» **SUPPLIED DATA**:
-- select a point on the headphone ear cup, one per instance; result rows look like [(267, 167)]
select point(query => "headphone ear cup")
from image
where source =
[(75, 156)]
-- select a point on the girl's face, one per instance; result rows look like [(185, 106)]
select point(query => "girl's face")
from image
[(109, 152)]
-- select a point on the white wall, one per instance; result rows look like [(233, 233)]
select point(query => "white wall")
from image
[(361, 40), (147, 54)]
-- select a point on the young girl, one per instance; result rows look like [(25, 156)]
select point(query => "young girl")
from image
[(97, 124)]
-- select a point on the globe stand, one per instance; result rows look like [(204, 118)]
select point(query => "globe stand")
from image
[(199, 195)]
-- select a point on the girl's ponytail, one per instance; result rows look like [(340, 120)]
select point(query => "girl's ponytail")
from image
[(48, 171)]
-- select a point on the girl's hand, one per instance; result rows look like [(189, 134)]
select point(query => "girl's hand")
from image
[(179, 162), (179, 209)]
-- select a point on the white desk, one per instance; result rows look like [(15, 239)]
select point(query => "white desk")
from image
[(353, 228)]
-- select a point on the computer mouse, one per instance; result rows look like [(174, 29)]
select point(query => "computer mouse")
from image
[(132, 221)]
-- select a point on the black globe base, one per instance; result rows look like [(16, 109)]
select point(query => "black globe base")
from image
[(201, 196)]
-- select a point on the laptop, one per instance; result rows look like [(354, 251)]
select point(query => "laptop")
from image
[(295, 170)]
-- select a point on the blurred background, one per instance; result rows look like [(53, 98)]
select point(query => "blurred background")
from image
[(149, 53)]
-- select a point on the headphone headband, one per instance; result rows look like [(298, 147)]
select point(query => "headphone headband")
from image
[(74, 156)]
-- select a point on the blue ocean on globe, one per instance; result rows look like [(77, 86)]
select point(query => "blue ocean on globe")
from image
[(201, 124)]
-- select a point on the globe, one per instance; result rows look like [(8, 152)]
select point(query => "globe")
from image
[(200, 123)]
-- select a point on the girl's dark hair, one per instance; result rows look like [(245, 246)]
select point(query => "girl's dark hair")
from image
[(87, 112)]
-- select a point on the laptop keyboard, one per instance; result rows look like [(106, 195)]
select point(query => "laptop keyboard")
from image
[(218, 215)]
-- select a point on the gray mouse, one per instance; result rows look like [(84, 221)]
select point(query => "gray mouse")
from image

» **WORK INSTRUCTIONS**:
Copy out the records in full, matching every line character for character.

» **SOLUTION TO THE EXERCISE**:
-- select a point on the headphone ear cup, one per instance; result rows look like [(267, 167)]
select point(query => "headphone ear cup")
from image
where source =
[(75, 156)]
-- select a point on the girl's face, one per instance; result rows look like [(185, 106)]
select point(query => "girl's face")
from image
[(109, 152)]
-- select a point on the white wall, one per instance; result rows look like [(233, 233)]
select point(query => "white wall")
from image
[(361, 40), (147, 54)]
-- select a point on the young girl, one per instance; result rows look like [(25, 156)]
select point(query => "young girl")
from image
[(97, 124)]
-- select a point on the globe stand, one per instance; result rows look like [(204, 118)]
select point(query => "globe stand")
from image
[(199, 195)]
-- select a point on the girl's ponytail, one per instance; result rows look like [(340, 120)]
select point(query => "girl's ponytail")
from image
[(48, 171)]
-- select a point on the girl's hand, one per instance; result rows look like [(189, 134)]
select point(query => "girl's hand")
from image
[(179, 162), (179, 209)]
-- select a point on the white desk, one per instance; result rows look like [(15, 239)]
select point(query => "white desk")
from image
[(353, 228)]
-- select a point on the computer mouse, one per instance; result rows look like [(174, 29)]
select point(query => "computer mouse")
from image
[(132, 221)]
-- select a point on the black globe base, one per instance; result rows look like [(16, 109)]
select point(query => "black globe base")
from image
[(201, 196)]
-- select a point on the laptop, one per instance; result rows look like [(354, 251)]
select point(query => "laptop")
from image
[(295, 170)]
-- select a point on the blurred background, one per instance; result rows look like [(53, 98)]
select point(query => "blurred background")
from image
[(149, 53)]
-- select a point on the headphone headband, one per instance; result rows look like [(298, 147)]
select point(query => "headphone headband")
from image
[(74, 156)]
-- select a point on the blue ocean on globe, one per instance; result rows look like [(77, 86)]
select point(query => "blue ocean on globe")
from image
[(201, 124)]
-- select a point on the globe, one per instance; result rows look like [(8, 152)]
select point(query => "globe")
from image
[(200, 123)]
-- select a point on the girl's dark hair, one per instance; result rows look like [(245, 246)]
select point(query => "girl's dark hair")
from image
[(87, 112)]
-- select a point on the laptop keyboard, one per instance; result rows look like [(106, 195)]
select point(query => "laptop keyboard")
from image
[(218, 215)]
-- select a point on the gray mouse, one per instance; result rows look like [(84, 221)]
select point(query => "gray mouse")
from image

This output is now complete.